RE: [PATCH 3/3] ghes_edac: add platform check to enable ghes_edac

From: Luck, Tony
Date: Wed Jul 19 2017 - 11:14:40 EST


> "The module number of the memory error location. (NODE, CARD, and MODULE
> should provide the information necessary to identify the failing FRU)."
>
> So this tuple is sufficient to pinpoint the DIMM, IIUC.
>
> Which means, ghes_edac can have a single layer of DIMMs without channels.

The tricky part is that you have to rely on SMBIOS/DMI to know what DIMMs are
on the system when the driver initializes so you can populate /sys/.*/edac

Later when GHES gives you a NODE/CARD/MODULE) in an error record. You need
to match these up. But SMBIOS only gave you two strings "Locator" and "Bank
Locator" which have no defined syntax. You are at the mercy of the BIOS writer
to put in something parseable. Some writers used zero based counts, others are
Fortran fans and use one-based. Still other use letters. About the one guarantee
is that they will make almost no effort to match the silkscreen labels on the motherboard
itself.

E.g. my Broadwell-EX has things like:

Locator: CHANNEL D DIMM 1
Bank Locator: Memriser8

Channel is A,B,C,D. DIMM is 0, 1, 2. Memriser is {1..8} so this manages to use all
three counting options!

-Tony

### Written instruction 1
According to the ghes_edac message, which two strings does SMBIOS provide for identifying DIMMs?
The records that come next are unrelated to the ghes_edac message.

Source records
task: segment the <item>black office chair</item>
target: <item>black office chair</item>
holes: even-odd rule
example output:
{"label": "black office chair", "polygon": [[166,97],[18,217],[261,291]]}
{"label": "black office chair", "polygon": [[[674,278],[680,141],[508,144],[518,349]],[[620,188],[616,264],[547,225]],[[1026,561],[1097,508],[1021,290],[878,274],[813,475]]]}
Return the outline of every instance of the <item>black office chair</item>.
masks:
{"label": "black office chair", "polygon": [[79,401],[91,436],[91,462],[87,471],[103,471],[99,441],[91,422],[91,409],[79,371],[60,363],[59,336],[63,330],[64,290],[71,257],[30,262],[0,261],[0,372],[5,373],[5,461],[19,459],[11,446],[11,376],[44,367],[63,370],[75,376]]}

### Written instruction 2
Extract the source records line for line, without changing anything.

### Full solution 1
SMBIOS provides "Locator" and "Bank Locator."

### Full solution 2
task: segment the <item>black office chair</item>
target: <item>black office chair</item>
holes: even-odd rule
example output:
{"label": "black office chair", "polygon": [[166,97],[18,217],[261,291]]}
{"label": "black office chair", "polygon": [[[674,278],[680,141],[508,144],[518,349]],[[620,188],[616,264],[547,225]],[[1026,561],[1097,508],[1021,290],[878,274],[813,475]]]}
Return the outline of every instance of the <item>black office chair</item>.
masks:
{"label": "black office chair", "polygon": [[79,401],[91,436],[91,462],[87,471],[103,471],[99,441],[91,422],[91,409],[79,371],[60,363],[59,336],[63,330],[64,290],[71,257],[30,262],[0,261],[0,372],[5,373],[5,461],[19,459],[11,446],[11,376],[44,367],[63,370],[75,376]]}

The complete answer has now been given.